In all models, continuous predictors were grand-mean-centred (except for chronological rank of II; coded from 0 to 5) and dichotomous predictors included ‘0’ as reference category. Missing data were treated using the full information maximum-likelihood (FIML) procedure for all analyses in Mplus8 (Muthén & Muthén, 2017; amount of missing data in Appendix F).

Model A aimed at investigating whether the characteristics of a set of up to six IIs predicts enactment. The number of IIs as well as ratings of heterogeneity and homogeneity of IIs were entered as predictors for enactment in a regression with Poisson distribution (to account for count data of enactment) with maximum likelihood estimator, controlling for participants’ age and sex (0 = female, 1 = male). As age and the number of IIs were significant predictors of enactment, these two variables were modelled as covariates in subsequent models. To enable an interpretation of the magnitude of effects, significant B coefficients were transferred to incidence rate ratios (IRRs; Hilbe, 2011).

Further, two multilevel models (Model B and Model C) with characteristics of specific parts of IIs (Level 1) nested within participants (Level 2) predicted enactment as Level 1 outcome, using a Poisson prediction as well as a maximum-likelihood estimation with Monte Carlo integration. Random-intercept models showed a small intraclass correlation coefficient of ICC = 0.03 indicating that most variation in IIs was observed at Level 1 (still multilevel modelling was used to account for the nested data structure, Huang, 2018).
————————
■ WHAT TO WORK ON
a – Answer these questions about the methods excerpt:
(i) In which program were missing data handled with the FIML procedure?
(ii) How was participants' sex coded in Model A?
(iii) What intraclass correlation coefficient did the random-intercept models show?
b – From the methods excerpt, quote the part that opens with the words containing "Further, two multilevel" and closes with "structure, Huang, 2018).".
c – Turn the paragraph of the methods excerpt that begins "Model A aimed at" into a short bulleted list that keeps its main facts.

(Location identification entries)
————————
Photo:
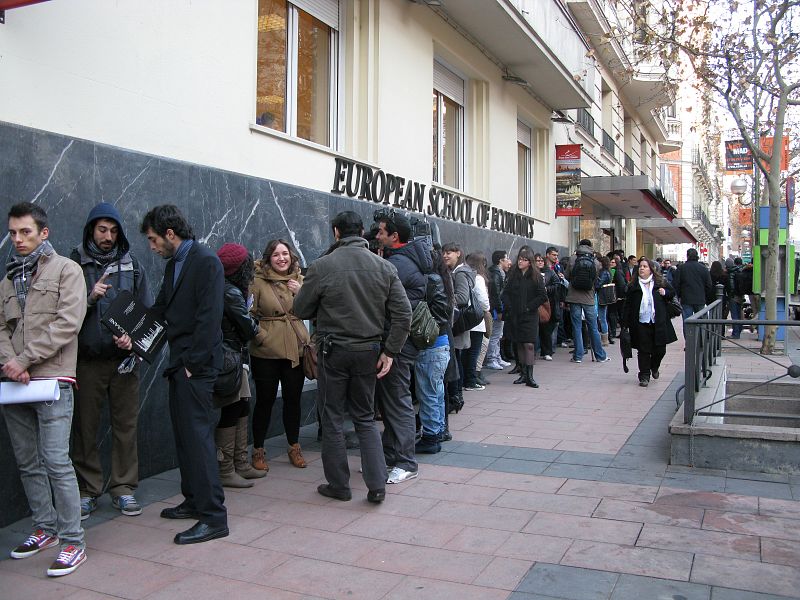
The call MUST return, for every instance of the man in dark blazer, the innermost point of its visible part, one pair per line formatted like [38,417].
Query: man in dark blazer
[191,303]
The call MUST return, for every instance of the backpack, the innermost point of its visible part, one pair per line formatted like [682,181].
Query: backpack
[584,272]
[470,315]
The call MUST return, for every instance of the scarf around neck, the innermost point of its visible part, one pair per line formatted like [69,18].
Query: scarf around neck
[21,269]
[647,308]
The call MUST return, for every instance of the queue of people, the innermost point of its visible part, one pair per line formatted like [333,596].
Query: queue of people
[362,301]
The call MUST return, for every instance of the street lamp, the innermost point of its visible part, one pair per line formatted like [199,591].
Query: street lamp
[738,189]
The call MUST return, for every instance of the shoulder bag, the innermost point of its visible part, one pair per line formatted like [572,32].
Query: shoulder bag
[309,349]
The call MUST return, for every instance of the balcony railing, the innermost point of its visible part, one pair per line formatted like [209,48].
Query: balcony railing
[609,145]
[586,121]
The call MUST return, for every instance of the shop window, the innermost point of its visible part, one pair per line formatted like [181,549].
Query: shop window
[448,127]
[296,82]
[524,168]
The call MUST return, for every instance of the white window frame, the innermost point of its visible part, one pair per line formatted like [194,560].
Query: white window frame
[525,139]
[327,11]
[447,83]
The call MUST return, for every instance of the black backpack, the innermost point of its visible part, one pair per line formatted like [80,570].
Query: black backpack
[584,272]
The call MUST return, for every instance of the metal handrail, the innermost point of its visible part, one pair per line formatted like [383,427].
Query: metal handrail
[703,333]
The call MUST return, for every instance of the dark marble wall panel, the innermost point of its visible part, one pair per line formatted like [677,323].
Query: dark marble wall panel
[67,176]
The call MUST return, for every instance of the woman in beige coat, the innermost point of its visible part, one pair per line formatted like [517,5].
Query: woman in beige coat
[276,354]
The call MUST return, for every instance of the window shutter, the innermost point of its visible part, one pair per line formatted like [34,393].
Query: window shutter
[523,134]
[448,83]
[326,11]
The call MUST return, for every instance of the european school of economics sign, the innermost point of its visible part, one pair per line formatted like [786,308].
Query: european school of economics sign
[355,180]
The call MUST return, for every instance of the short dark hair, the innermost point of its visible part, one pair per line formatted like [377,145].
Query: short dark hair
[167,216]
[348,223]
[23,209]
[397,223]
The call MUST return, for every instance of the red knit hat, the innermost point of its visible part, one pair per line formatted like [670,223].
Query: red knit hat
[232,256]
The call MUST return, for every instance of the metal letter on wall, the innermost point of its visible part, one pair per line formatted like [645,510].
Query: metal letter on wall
[568,180]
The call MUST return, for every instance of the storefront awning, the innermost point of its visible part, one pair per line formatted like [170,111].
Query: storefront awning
[663,231]
[627,197]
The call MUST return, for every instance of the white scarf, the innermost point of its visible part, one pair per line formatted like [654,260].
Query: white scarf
[647,308]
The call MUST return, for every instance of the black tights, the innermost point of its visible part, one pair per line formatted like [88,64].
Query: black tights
[230,414]
[267,373]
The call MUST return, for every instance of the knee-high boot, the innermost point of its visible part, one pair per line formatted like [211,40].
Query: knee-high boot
[240,458]
[225,440]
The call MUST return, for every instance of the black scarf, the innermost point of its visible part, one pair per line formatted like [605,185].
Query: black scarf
[21,269]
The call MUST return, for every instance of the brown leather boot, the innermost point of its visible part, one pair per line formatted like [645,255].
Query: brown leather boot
[240,461]
[260,460]
[296,456]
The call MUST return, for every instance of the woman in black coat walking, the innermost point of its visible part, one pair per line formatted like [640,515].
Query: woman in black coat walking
[645,315]
[524,292]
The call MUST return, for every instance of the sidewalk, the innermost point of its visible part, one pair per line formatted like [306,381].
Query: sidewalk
[559,492]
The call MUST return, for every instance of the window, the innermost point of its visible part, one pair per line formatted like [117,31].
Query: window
[524,179]
[448,126]
[297,68]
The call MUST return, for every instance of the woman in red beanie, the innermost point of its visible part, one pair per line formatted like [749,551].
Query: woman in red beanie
[277,350]
[238,328]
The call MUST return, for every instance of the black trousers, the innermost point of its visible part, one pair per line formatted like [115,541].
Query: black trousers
[194,419]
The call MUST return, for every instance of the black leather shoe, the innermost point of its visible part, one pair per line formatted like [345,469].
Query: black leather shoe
[201,532]
[179,512]
[329,492]
[376,496]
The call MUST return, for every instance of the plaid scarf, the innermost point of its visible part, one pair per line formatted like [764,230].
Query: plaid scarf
[21,269]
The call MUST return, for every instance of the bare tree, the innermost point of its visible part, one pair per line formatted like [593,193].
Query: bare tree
[746,54]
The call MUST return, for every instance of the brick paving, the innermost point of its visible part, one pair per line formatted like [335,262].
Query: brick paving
[561,492]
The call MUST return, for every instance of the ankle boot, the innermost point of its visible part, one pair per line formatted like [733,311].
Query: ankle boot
[296,456]
[225,440]
[241,462]
[529,380]
[429,444]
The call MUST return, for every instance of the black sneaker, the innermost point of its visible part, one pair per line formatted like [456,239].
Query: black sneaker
[36,542]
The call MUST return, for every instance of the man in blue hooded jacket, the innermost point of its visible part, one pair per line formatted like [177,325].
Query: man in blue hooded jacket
[108,268]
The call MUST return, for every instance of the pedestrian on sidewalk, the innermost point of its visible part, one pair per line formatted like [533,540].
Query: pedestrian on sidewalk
[238,328]
[42,309]
[107,374]
[647,320]
[190,302]
[277,350]
[522,296]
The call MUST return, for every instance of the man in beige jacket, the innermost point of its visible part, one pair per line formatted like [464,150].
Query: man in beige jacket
[42,305]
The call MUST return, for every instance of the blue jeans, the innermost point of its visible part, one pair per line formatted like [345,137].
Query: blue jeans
[602,313]
[736,313]
[590,311]
[39,434]
[429,373]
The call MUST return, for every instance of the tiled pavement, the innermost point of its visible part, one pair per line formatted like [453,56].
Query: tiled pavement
[561,492]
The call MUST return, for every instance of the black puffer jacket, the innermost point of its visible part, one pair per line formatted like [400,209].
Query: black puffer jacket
[238,326]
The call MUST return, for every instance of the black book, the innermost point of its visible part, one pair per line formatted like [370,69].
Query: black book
[128,316]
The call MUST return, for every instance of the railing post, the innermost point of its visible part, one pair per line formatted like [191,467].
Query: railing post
[689,370]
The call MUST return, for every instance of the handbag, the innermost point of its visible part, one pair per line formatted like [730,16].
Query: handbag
[309,350]
[607,294]
[545,312]
[674,308]
[229,379]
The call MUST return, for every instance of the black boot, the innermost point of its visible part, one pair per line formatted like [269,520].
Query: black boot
[429,444]
[529,380]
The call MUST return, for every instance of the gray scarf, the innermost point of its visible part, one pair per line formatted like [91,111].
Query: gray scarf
[21,269]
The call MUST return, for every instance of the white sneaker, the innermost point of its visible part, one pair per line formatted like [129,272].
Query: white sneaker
[398,475]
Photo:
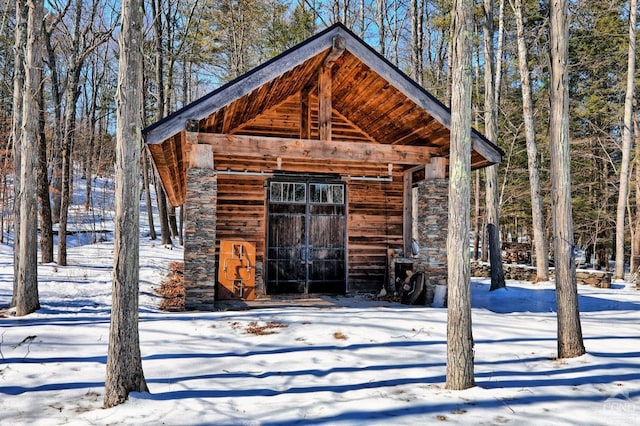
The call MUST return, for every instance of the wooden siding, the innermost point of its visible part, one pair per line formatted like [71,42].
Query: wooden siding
[374,224]
[374,214]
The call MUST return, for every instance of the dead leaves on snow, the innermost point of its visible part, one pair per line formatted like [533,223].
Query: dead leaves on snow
[172,288]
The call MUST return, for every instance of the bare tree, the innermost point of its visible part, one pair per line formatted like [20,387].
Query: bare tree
[124,363]
[46,223]
[539,239]
[84,41]
[491,131]
[627,138]
[459,331]
[26,298]
[570,343]
[16,129]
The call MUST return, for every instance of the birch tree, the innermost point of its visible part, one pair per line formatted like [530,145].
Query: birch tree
[124,364]
[570,343]
[627,138]
[459,332]
[540,242]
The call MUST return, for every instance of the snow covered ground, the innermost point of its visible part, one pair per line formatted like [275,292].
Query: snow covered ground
[356,362]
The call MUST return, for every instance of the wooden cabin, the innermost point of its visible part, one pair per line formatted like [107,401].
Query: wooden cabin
[304,175]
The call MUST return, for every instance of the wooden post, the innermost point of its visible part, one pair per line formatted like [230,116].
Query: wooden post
[436,169]
[324,89]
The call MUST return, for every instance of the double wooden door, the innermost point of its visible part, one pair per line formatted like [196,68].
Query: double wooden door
[306,236]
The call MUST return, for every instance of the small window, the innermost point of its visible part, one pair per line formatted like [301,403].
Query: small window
[287,192]
[326,193]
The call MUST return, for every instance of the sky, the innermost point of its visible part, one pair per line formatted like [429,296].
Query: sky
[338,361]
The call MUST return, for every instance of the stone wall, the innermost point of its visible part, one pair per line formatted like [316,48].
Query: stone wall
[432,214]
[200,239]
[593,278]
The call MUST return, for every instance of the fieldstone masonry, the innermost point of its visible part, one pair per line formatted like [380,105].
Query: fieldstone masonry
[433,210]
[200,239]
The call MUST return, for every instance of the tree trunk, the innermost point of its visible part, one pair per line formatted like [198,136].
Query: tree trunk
[124,364]
[635,261]
[46,224]
[570,343]
[459,331]
[476,221]
[165,230]
[491,132]
[27,300]
[380,15]
[16,131]
[540,242]
[417,37]
[627,138]
[73,93]
[57,135]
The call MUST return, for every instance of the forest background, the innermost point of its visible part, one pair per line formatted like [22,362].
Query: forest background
[192,47]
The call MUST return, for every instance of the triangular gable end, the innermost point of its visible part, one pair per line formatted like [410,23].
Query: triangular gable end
[410,117]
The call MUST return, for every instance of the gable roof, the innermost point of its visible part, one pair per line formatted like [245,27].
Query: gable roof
[372,102]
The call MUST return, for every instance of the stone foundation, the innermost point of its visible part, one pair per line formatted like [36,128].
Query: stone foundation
[200,239]
[601,279]
[432,214]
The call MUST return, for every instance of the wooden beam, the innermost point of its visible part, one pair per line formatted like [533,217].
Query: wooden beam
[338,45]
[257,146]
[324,88]
[324,103]
[199,155]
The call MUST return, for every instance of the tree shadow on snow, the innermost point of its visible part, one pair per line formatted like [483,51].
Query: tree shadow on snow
[540,300]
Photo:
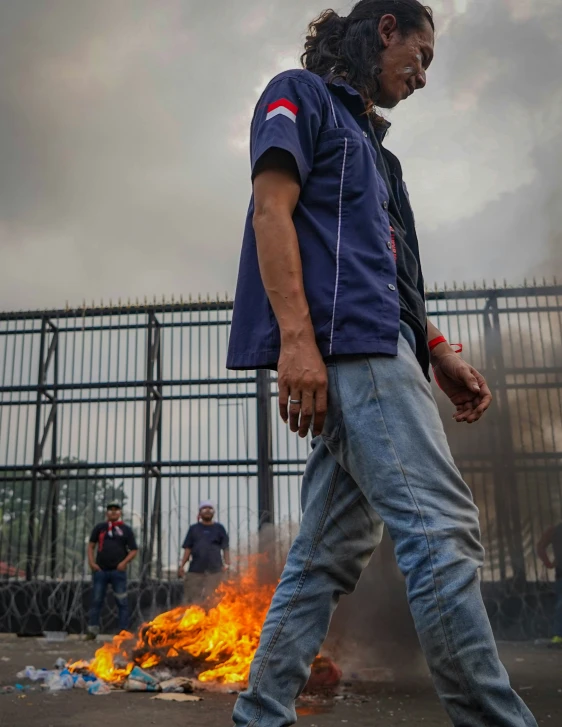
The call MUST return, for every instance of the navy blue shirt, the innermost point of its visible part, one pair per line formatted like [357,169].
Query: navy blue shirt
[114,545]
[342,222]
[206,543]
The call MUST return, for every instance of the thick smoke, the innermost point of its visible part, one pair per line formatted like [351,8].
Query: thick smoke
[123,138]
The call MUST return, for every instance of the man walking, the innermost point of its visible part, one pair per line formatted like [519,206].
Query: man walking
[552,538]
[330,293]
[116,548]
[207,545]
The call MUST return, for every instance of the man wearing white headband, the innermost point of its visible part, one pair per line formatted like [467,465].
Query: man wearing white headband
[206,549]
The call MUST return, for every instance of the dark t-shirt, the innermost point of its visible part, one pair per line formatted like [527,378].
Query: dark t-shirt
[114,548]
[206,543]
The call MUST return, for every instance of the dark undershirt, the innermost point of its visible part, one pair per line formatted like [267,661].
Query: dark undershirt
[412,305]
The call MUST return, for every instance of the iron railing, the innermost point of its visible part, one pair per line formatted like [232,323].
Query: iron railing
[135,402]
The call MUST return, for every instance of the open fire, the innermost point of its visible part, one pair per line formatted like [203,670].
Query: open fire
[213,645]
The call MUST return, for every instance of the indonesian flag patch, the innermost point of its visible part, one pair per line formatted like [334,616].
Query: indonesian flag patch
[282,107]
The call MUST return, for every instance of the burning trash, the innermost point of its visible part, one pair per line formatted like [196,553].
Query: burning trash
[183,649]
[214,644]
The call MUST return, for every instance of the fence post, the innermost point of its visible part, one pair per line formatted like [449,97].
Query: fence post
[152,517]
[508,512]
[44,398]
[266,514]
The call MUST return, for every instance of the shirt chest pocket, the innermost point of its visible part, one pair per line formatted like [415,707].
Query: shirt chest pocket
[344,163]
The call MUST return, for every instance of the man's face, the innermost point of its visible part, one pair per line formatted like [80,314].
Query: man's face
[113,514]
[404,62]
[207,514]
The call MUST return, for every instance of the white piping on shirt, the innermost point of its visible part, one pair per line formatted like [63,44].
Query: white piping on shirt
[338,248]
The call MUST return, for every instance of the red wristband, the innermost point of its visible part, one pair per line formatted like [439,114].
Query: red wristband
[436,341]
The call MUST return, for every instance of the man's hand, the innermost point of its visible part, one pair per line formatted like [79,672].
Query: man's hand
[463,384]
[302,378]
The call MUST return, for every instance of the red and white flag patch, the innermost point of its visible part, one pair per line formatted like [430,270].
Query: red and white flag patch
[282,107]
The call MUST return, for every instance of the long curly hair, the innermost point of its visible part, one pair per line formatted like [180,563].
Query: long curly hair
[350,46]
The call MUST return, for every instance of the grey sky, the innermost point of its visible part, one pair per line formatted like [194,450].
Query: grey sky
[123,142]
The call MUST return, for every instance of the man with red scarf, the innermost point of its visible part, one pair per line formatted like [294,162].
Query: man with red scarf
[117,547]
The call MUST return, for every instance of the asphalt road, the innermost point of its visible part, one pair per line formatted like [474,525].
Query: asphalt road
[535,671]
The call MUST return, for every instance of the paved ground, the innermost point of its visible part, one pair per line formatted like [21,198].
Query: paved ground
[536,672]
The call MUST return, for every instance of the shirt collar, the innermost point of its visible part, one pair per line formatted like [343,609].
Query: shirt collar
[354,102]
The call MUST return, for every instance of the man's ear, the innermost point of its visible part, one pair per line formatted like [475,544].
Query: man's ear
[388,27]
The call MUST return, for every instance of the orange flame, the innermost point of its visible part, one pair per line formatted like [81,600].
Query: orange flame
[218,643]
————————
■ OUTPUTS
a –
(i) Mplus8
(ii) 0 = female, 1 = male
(iii) ICC = 0.03

b –
Further, two multilevel models (Model B and Model C) with characteristics of specific parts of IIs (Level 1) nested within participants (Level 2) predicted enactment as Level 1 outcome, using a Poisson prediction as well as a maximum-likelihood estimation with Monte Carlo integration. Random-intercept models showed a small intraclass correlation coefficient of ICC = 0.03 indicating that most variation in IIs was observed at Level 1 (still multilevel modelling was used to account for the nested data structure, Huang, 2018).

c –
- Purpose: test whether the characteristics of a set of up to six IIs predict enactment.
- Predictors: number of IIs and ratings of heterogeneity and homogeneity of IIs.
- Method: Poisson regression with a maximum likelihood estimator, controlling for age and sex (0 = female, 1 = male).
- Age and number of IIs were significant predictors and became covariates in later models.
- Significant B coefficients were converted to incidence rate ratios (IRRs) to show effect size.